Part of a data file
# # # #

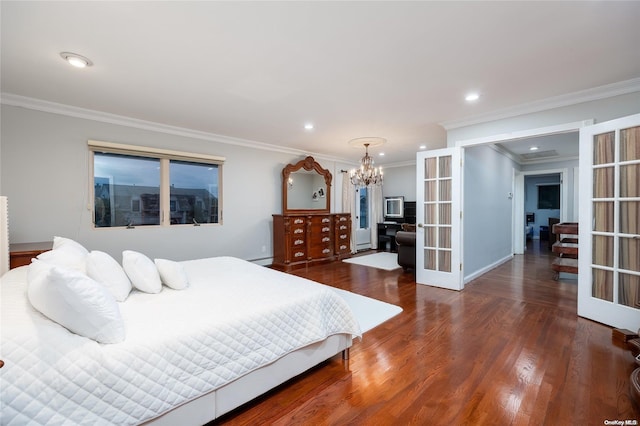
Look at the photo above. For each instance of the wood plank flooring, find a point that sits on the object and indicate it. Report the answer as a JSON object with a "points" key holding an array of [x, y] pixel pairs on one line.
{"points": [[507, 350]]}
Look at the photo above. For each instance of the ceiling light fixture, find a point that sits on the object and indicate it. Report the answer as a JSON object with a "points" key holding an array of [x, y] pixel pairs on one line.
{"points": [[366, 175], [76, 60], [472, 97]]}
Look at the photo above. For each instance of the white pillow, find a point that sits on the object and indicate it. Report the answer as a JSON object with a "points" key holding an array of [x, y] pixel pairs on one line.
{"points": [[172, 274], [141, 271], [68, 242], [66, 256], [75, 301], [108, 272]]}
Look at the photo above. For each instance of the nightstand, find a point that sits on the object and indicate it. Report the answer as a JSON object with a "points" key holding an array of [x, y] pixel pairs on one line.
{"points": [[21, 253]]}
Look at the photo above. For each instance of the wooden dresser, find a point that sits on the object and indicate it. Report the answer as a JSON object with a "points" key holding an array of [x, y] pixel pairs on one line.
{"points": [[303, 239]]}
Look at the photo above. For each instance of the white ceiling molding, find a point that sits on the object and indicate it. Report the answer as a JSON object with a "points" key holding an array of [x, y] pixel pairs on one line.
{"points": [[103, 117], [588, 95]]}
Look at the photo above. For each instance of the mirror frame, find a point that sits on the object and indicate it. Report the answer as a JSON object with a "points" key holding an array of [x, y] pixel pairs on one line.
{"points": [[309, 164]]}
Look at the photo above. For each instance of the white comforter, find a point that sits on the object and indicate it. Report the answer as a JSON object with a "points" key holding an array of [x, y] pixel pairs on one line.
{"points": [[234, 318]]}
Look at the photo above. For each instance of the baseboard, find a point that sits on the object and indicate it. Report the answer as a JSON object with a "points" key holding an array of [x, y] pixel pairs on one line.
{"points": [[487, 268], [264, 261]]}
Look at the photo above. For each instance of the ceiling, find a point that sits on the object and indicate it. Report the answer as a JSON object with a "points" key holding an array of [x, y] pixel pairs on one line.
{"points": [[258, 71]]}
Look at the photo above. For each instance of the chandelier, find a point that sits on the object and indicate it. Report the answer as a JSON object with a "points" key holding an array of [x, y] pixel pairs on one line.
{"points": [[366, 174]]}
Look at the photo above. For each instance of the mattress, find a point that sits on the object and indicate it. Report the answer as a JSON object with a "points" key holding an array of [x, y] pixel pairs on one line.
{"points": [[233, 318]]}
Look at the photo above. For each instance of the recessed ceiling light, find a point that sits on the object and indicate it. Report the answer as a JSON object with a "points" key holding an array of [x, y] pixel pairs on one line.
{"points": [[76, 60], [472, 97]]}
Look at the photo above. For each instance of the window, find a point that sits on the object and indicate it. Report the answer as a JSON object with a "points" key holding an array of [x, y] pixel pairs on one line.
{"points": [[194, 189], [135, 186]]}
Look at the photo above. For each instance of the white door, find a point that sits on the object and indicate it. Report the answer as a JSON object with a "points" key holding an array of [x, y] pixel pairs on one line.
{"points": [[439, 218], [363, 218], [609, 223]]}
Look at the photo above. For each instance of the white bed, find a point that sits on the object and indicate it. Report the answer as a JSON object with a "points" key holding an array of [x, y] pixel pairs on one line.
{"points": [[189, 355]]}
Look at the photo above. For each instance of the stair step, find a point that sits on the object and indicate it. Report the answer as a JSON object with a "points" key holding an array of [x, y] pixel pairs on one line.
{"points": [[565, 264]]}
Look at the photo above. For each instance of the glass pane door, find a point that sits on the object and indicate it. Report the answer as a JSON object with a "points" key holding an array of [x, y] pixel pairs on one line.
{"points": [[438, 239], [609, 270]]}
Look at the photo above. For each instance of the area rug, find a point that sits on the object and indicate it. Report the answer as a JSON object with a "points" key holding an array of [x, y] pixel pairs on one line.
{"points": [[369, 312], [381, 260]]}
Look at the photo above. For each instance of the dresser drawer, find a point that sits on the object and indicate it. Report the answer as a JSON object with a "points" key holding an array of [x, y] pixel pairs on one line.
{"points": [[321, 250], [298, 253]]}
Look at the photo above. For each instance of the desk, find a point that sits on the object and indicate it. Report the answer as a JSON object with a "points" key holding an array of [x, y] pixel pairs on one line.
{"points": [[387, 236]]}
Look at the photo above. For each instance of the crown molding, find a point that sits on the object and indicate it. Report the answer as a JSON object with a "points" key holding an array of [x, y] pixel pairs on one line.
{"points": [[103, 117], [588, 95]]}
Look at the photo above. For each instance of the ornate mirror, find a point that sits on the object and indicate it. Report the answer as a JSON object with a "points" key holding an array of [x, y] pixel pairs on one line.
{"points": [[306, 188]]}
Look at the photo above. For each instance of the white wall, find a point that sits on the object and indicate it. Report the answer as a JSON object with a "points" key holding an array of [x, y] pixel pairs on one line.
{"points": [[600, 110], [44, 172], [400, 180]]}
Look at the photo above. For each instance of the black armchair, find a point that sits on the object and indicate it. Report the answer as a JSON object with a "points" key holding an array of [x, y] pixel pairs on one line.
{"points": [[406, 241]]}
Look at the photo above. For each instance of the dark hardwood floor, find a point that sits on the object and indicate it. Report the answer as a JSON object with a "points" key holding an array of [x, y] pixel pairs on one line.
{"points": [[508, 349]]}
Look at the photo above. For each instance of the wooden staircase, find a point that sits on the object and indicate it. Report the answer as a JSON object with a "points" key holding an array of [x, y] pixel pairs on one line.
{"points": [[566, 246]]}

# # # #

# [Directive]
Copy every row above word for word, leaving out the pictures.

# [The reply]
Look at the photo above. For each instance of the wood plank flooring, find a point that sits on the object and indicate it. Report the answer as a JSON object with a "points" key holding an array of [x, y] pixel pairs on one line.
{"points": [[507, 350]]}
Look at the photo above. For each instance of the ceiling light fixture, find a point that sits on the object and indicate it. Report the answer as a JSON object with a "points" key holding an array of [x, y] pixel pairs on one line.
{"points": [[366, 175], [76, 60], [472, 97]]}
Look at the photo above. For each instance of the white pillow, find a point that sits on the object and indicate it. Report the answer as a JSON object with a "points" key holding an array of [x, y] pixel pairs on one line.
{"points": [[172, 274], [141, 271], [68, 242], [66, 256], [75, 301], [108, 272]]}
Look at the photo above. For each instance of the nightstand, find a point that sits on the object and indicate it. Report the answer as a JSON object with a "points" key holding an array of [x, y] pixel pairs on one line.
{"points": [[21, 253]]}
Look at the photo above. For each instance of the wooden dresser, find a point that sits on the object and indicate it. Report the answer as a JSON object with a "points" key holding an array of [x, y] pixel pairs on one line.
{"points": [[303, 239]]}
Look at the photo above. For each instance of the white ceiling molding, find a point that sits on the object and indicate it. Report the answer as a JSON object with a "points" key holding an array of [x, y] pixel pairs on one line.
{"points": [[103, 117], [588, 95]]}
Look at the photo above. For each instance of the mirror frame, find a point that sits on the object and indicate it. Report the answer as a JSON object with a "points" key holding an array of [x, y] pixel pairs on one line.
{"points": [[309, 164]]}
Look at the photo above. For each instance of the white comforter, find a point that sits on the object and indicate it. Report the answer as a JSON object with a "points" key holding an array of [x, y] pixel pairs on one line.
{"points": [[234, 318]]}
Look at the photo above. For each instance of the baseboard, find a point that sits on the object and indicate it. Report the answer as a JSON object with a "points" key holding an array of [x, y] pixel pairs on one line.
{"points": [[487, 268], [264, 261]]}
Look at the photo above. For each instance of the ceiling, find a point that sits on the object and indicate it. Report the answer as a JSON object with a "points" key holding an array of [x, y] pixel pairs on one line.
{"points": [[258, 71]]}
Look at the photo above. For each instance of the chandelier, find a point that sits on the object and indicate it. Report the answer as a JSON object with a "points" key holding an array of [x, y] pixel pairs on one line.
{"points": [[366, 174]]}
Look at the photo above. For each instance of the mattress, find a point that sits on the object and indicate it. Report the answer as a JSON object with a "points" key holding an array of [x, y] pixel pairs on one line.
{"points": [[233, 318]]}
Look at the photo above. For each instance of the recessed ceiling light, find a point that sits on the object and indicate it. Report the answer as a JSON object with a "points" key holding an array of [x, y] pixel pairs on one line.
{"points": [[76, 60], [472, 97]]}
Look at the photo above. For each instance of the window, find a point that sits on the object and indicate it. Report the answer as a JSON object with a "points" key holding an array of [x, y] pixel pairs on one line.
{"points": [[194, 189], [135, 186]]}
Look at the photo above. For each instance of the white door, find a point that sits on the object and indicate it. Report the answer as a JSON object with a "points" key holding an array of [x, y] pixel pairs on one line.
{"points": [[439, 218], [363, 218], [609, 223]]}
Look at the photo above. For each instance of the white bed, find a point that sits on the object and indicate it. Report the answer as a JSON object with a "points" key holding an array of [x, y] pixel pairs on one line.
{"points": [[189, 355]]}
Look at the photo above. For each instance of the stair step, find a point that sits on the object and indicate it. Report the answer as a JSON object with a "points" key holding an array of [x, y] pixel pairs on one line.
{"points": [[565, 264]]}
Look at the photo above. For each instance of the glass pane door, find a point that sits on the object and indicate it. Report the answer as a JSON object with a "points" key holding an array of [x, y] pixel pairs on one line.
{"points": [[438, 239], [609, 270]]}
Look at the photo above. For each instance of the area rug, find a point that sits on the object and indicate it. Report the answer as a JSON object with a "points" key holding an array of [x, y] pixel pairs on one line.
{"points": [[369, 312], [381, 260]]}
Look at the photo above. For each instance of the dresser drawer, find a point that sits on the object and indicate it. Report the answer as a JSON object with a "points" key holding an array of [x, y] pixel pairs on one line.
{"points": [[321, 250], [298, 253]]}
Look at the photo above. For each instance of the desk, find a point that sits on the object and indicate it. Report the answer as a JSON object with a "points" key holding an array of [x, y] pixel pairs on one line.
{"points": [[387, 236]]}
Look at the photo above. For each instance of the crown molding, find a point that sits on the object and indicate it. Report the answer as a JSON object with a "points" key holding an array of [x, y] pixel pairs on one line.
{"points": [[103, 117], [588, 95]]}
Look at the photo above. For each instance of the ornate mirror, find a point that sits on the object and indicate it. Report the answer as a JSON object with a "points" key holding an array of [x, y] pixel pairs on one line.
{"points": [[306, 188]]}
Look at the photo above. For each instance of the white wall, find a point that sits on the object and indicate it. Report the answer as a JSON object with a "points" key holding an array of [x, y] pixel pairs on one line.
{"points": [[600, 110], [44, 172], [400, 180]]}
Look at the photo above. For each instance of the black armchair, find a point that sits on the object and indicate it. Report the answer as a JSON object with a "points" key holding an array of [x, y] pixel pairs on one line.
{"points": [[406, 241]]}
Look at the photo above. For each instance of the dark hardwood floor, find a point that sits on the object and indicate it. Report the answer as a JSON object with a "points" key holding an array of [x, y] pixel pairs on one line.
{"points": [[508, 349]]}
Look at the photo above. For each instance of the wooden staircase, find a point that sits on the object and indicate it. Report the answer as a JSON object with a "points" key holding an array of [x, y] pixel pairs on one line.
{"points": [[566, 246]]}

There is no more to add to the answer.